--- START Source ---

The Russian invasion of Ukraine has ended the sanctity of territorial integrity that governed international relations since at least the end of World War Two, setting a very dangerous precedent not only for Russia’s neighbours, but also for any other small country that is in the vicinity of powers of bellicose disposition.

 

‘Finlandisation,’ a term coined in German academic circles in the 1960s during the fraught days of then-Chancellor Willy Brandt’s Ostpolitik, was a misnomer for a foreign policy perfected over a painful century of imperial subjugation and territorial loss that allowed the Nordic nation to eventually thrive and achieve some of the higher scores on several benchmarks of standard of living, from education to happiness. The succession of agreements with the Soviet Union constrained Finland to abstain from joining NATO or any blocs that could pass for anti-Soviet.

 

Since the 19th century, even before gaining independence in 1917, Finland, or at least its ruling elites, developed a finely tuned relationship with Russia. As their erstwhile imperial master went through two further iterations, first as the Soviet Union and then as the Russian Federation of today, Finland managed to build and preserve this delicate architecture of diplomacy, which spared the Arctic nation the catastrophes that befell other neighbours of Russia—all of whom are smaller than her, at least geographically—that incurred her anger.   

 

“On the 24th of February, I said that the masks have fallen and we see only the cold faces of war,” said President Sauli Niinisto of Finland upon announcing the decision to join NATO. “Russia’s war in Ukraine has changed Europe and our security environment.” That Finns are laconic is well known, and that also explains so much suppressed sorrow over the hardships endured when they fought the Red Army undermanned and poorly armed. Yet the Finnish President’s comment may be the understatement of the year: he is unequivocally saying that we have now entered a new historical era. This is uncharted territory not only for Finland, NATO, Russia, and Ukraine, but for the entire world.

 

Once Finland overcomes Turkey’s veto over the rights its democracy affords to Kurdish activists and to anybody else who lives there, she will bring into NATO the largest artillery force in Europe. That, too, is a reflection of lessons learned from errors in history. Artillery was one of its weaknesses in the Winter War waged against the Soviet Union from November 1939 to March 1940. Yet tiny Finland made the Red Army pay dearly for its victory, which earned her the privilege of preserving its territorial integrity after painful concessions and its sovereignty —no matter with how many strings attached, but certainly not nominal as is often misrepresented in the international press.

--- END Source ---
--- START Record set ---

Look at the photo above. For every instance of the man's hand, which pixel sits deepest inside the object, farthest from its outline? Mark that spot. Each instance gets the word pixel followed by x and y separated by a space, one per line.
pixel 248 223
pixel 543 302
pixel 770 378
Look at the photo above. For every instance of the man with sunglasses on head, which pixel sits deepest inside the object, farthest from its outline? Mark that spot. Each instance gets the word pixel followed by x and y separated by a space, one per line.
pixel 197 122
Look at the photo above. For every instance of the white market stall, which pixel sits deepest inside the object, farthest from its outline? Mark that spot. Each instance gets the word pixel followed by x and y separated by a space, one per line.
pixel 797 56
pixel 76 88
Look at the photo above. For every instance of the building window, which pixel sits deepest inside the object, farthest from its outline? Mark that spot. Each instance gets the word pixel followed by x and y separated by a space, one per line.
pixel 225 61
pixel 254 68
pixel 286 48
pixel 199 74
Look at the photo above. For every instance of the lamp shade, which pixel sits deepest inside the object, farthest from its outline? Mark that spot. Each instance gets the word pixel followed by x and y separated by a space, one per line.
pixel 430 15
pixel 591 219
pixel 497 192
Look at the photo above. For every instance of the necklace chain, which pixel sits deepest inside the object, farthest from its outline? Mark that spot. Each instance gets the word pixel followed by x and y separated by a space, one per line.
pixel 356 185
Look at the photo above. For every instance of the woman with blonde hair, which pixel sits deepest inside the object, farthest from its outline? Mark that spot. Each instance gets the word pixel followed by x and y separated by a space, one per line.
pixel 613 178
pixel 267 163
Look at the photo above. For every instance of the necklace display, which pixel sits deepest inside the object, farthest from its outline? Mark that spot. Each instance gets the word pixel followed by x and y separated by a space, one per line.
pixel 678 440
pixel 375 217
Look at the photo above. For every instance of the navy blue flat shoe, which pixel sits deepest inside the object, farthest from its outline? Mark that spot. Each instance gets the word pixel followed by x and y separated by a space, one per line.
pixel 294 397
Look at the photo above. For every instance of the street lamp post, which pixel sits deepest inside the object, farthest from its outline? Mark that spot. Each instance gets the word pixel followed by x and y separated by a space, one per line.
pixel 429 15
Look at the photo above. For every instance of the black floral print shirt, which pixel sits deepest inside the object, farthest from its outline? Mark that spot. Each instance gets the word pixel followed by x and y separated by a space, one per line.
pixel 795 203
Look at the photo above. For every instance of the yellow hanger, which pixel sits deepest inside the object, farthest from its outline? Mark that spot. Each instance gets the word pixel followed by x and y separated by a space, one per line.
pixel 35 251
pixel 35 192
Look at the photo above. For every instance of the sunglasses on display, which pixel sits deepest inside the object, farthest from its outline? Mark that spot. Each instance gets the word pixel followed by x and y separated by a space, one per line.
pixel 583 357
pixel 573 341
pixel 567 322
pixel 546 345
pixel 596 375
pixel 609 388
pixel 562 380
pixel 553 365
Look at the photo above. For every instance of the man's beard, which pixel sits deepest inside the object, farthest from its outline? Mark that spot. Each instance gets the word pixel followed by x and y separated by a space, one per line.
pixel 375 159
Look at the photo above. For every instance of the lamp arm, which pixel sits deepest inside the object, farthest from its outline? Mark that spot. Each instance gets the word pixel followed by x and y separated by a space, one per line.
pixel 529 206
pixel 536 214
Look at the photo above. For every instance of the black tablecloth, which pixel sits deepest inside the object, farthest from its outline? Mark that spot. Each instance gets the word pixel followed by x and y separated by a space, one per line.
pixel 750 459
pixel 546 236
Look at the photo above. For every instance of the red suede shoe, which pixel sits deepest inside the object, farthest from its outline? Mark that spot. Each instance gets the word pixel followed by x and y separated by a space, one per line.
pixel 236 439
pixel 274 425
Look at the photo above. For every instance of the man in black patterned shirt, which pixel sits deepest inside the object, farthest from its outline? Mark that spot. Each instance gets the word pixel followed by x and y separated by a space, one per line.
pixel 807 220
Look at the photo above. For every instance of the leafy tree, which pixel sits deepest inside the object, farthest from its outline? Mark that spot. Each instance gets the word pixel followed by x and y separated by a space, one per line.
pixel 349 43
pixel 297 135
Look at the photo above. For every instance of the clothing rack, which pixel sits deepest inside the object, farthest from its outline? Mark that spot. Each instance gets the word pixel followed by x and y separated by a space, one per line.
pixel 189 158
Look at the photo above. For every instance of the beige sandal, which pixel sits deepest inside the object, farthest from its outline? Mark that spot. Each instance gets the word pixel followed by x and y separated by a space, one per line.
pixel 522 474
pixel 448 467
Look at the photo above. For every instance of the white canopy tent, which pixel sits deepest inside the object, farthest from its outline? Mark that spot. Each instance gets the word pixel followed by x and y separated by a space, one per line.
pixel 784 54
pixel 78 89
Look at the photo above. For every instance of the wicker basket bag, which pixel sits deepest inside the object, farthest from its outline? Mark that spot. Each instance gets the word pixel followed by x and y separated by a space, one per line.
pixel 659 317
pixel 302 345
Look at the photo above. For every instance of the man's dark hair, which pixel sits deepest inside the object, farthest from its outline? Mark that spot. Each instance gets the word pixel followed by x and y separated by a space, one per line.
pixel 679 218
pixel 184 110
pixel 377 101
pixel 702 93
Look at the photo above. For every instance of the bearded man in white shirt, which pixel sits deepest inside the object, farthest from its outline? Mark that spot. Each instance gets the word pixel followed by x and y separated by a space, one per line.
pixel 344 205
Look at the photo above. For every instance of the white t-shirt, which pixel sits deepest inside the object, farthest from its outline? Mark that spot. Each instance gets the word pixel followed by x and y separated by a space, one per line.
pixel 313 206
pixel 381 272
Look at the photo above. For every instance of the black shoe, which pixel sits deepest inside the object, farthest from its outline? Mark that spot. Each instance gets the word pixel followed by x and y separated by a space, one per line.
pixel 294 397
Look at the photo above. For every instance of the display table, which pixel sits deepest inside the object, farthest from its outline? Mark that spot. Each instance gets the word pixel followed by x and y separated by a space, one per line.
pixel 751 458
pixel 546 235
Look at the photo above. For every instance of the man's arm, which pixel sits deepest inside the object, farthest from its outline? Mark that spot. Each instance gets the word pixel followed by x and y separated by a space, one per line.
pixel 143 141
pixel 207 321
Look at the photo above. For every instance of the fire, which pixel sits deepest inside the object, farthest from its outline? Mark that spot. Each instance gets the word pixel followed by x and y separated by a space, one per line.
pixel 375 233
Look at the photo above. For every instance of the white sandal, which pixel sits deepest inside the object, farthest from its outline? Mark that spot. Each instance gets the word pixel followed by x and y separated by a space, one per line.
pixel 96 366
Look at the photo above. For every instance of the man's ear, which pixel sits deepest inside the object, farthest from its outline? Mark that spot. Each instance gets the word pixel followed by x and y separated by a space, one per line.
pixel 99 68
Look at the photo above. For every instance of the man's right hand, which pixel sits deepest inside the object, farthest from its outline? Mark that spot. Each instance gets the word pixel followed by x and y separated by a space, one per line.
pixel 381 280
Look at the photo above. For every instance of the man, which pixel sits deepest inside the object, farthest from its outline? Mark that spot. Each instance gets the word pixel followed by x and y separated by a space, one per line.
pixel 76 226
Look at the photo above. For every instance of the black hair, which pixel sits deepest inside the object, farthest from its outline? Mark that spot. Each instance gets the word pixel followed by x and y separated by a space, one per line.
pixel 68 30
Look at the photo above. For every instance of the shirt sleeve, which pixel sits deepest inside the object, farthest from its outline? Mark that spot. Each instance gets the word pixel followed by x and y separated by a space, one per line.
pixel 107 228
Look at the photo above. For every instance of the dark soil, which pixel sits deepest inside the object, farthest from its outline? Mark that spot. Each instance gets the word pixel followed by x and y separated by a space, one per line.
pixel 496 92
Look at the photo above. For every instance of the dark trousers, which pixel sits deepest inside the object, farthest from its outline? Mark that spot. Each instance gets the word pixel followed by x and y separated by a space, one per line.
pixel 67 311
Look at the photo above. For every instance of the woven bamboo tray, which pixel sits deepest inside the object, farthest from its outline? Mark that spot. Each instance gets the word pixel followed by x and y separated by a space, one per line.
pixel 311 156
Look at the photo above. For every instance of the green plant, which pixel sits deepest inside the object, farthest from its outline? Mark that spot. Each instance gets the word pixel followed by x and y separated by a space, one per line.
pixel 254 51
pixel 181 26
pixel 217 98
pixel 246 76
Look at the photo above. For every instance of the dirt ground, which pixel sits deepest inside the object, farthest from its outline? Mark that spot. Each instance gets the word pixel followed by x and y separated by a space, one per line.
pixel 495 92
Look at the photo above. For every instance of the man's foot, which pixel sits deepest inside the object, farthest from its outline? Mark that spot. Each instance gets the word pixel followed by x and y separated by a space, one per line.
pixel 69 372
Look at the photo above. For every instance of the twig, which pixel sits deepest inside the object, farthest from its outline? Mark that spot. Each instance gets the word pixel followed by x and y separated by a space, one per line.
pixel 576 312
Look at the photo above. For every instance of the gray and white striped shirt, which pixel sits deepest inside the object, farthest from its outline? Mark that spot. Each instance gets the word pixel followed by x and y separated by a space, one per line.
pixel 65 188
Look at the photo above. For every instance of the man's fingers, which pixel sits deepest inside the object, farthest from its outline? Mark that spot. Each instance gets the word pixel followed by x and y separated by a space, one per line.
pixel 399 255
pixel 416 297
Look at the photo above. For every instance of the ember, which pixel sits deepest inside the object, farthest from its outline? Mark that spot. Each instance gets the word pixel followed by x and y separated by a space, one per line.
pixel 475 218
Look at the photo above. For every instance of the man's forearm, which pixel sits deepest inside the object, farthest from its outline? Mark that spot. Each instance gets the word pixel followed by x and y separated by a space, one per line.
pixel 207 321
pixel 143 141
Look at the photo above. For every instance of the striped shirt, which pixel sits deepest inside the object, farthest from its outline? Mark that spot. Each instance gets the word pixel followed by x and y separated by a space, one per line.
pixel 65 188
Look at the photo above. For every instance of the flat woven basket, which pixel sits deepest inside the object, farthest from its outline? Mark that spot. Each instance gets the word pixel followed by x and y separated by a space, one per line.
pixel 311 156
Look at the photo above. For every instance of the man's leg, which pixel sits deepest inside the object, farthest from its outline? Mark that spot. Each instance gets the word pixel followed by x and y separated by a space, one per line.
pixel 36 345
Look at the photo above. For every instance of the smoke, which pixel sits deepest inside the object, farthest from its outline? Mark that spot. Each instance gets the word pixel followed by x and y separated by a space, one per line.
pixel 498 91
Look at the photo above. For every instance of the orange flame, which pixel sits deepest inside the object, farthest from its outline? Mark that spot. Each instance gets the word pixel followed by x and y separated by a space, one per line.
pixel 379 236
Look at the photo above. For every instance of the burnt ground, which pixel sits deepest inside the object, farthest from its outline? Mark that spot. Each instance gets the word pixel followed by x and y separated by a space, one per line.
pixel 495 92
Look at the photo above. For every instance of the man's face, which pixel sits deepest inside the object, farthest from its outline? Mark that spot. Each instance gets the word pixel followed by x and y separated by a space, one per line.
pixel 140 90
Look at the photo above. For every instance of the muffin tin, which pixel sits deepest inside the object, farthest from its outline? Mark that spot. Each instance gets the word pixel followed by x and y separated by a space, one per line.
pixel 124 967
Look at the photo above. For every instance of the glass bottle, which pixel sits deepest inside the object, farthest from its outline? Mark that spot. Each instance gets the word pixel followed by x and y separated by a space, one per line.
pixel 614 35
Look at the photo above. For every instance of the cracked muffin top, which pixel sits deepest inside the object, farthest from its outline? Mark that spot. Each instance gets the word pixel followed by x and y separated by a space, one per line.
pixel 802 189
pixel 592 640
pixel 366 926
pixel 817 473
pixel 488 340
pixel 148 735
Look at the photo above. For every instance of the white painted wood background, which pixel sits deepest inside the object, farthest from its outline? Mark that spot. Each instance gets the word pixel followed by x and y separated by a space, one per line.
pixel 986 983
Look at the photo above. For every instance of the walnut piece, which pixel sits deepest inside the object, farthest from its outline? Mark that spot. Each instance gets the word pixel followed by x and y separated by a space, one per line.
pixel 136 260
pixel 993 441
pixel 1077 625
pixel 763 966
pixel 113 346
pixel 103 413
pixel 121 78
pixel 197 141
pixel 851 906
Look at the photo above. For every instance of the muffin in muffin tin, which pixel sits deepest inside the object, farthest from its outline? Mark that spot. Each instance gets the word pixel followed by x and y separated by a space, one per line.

--- END Record set ---

### [Given task 1]
Which specific years, not decades or centuries, does the text on Finland and Russia mention?
### [Given task 2]
Can you recast the records as a JSON list of strings, one string per line with blank lines omitted, starting at the line that contains "Look at the photo above. For every instance of the green" and ending at the line that contains "pixel 416 297", both lines included?

### [Solution 1]
1917, 1939, 1940

### [Solution 2]
[
  "Look at the photo above. For every instance of the green plant, which pixel sits deepest inside the object, farthest from its outline? Mark that spot. Each instance gets the word pixel followed by x and y separated by a space, one per line.",
  "pixel 254 51",
  "pixel 181 26",
  "pixel 217 98",
  "pixel 246 76",
  "Look at the photo above. For every instance of the dirt ground, which pixel sits deepest inside the object, farthest from its outline? Mark that spot. Each instance gets the word pixel followed by x and y separated by a space, one per line.",
  "pixel 495 92",
  "Look at the photo above. For every instance of the man's foot, which pixel sits deepest inside the object, farthest from its outline? Mark that spot. Each instance gets the word pixel followed by x and y separated by a space, one per line.",
  "pixel 69 372",
  "Look at the photo above. For every instance of the twig, which pixel sits deepest inside the object, farthest from its outline? Mark that spot. Each instance gets the word pixel followed by x and y separated by a space, one per line.",
  "pixel 576 312",
  "Look at the photo above. For every instance of the gray and white striped shirt, which pixel sits deepest inside the object, farthest from its outline? Mark that spot. Each instance gets the word pixel followed by x and y separated by a space, one per line.",
  "pixel 65 188",
  "Look at the photo above. For every instance of the man's fingers, which pixel sits deepest inside the object, farthest from its outline? Mark that spot. Each instance gets the word pixel followed by x and y separated by a space, one per line.",
  "pixel 399 255",
  "pixel 416 297"
]